▶ Exercise goal
Could you set down, word for word, everything from the first row below down to the row that contains "Kindly place the", with both of those rows included?
■ ■ ■ ■
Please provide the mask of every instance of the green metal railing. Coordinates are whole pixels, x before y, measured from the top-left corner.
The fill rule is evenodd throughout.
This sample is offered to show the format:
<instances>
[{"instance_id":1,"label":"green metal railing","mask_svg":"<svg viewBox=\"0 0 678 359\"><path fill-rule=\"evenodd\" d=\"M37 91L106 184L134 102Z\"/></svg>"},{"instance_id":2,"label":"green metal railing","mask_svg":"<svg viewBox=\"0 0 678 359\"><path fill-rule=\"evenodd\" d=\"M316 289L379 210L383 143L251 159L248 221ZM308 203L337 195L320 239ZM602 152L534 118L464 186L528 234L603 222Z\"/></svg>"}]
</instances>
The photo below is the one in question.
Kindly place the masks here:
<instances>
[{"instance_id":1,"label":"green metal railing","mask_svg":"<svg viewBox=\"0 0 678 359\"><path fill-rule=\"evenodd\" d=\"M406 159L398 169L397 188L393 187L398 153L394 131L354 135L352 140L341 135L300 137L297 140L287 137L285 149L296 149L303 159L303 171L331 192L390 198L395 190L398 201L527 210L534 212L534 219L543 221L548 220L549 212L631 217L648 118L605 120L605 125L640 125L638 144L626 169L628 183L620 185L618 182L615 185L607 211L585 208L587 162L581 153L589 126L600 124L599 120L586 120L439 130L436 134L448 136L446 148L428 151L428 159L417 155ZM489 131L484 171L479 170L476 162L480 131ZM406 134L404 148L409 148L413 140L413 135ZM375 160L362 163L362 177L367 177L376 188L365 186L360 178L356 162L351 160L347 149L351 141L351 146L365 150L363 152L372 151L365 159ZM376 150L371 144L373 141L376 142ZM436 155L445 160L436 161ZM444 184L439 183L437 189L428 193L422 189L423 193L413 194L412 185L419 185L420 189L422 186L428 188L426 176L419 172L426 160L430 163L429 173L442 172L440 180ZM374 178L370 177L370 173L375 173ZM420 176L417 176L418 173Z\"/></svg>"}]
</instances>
■ ■ ■ ■
▶ Worked answer
Please provide the mask of every instance of the green metal railing. Coordinates are whole pixels, x before y, measured from the top-left corner.
The fill rule is evenodd throughout.
This sample is offered to show the format:
<instances>
[{"instance_id":1,"label":"green metal railing","mask_svg":"<svg viewBox=\"0 0 678 359\"><path fill-rule=\"evenodd\" d=\"M37 91L106 184L134 102Z\"/></svg>"},{"instance_id":2,"label":"green metal railing","mask_svg":"<svg viewBox=\"0 0 678 359\"><path fill-rule=\"evenodd\" d=\"M316 289L379 210L383 143L251 159L248 221ZM308 203L337 195L320 239ZM602 152L534 118L464 186L528 234L603 222Z\"/></svg>"}]
</instances>
The photo below is the one in question.
Kindly place the masks here:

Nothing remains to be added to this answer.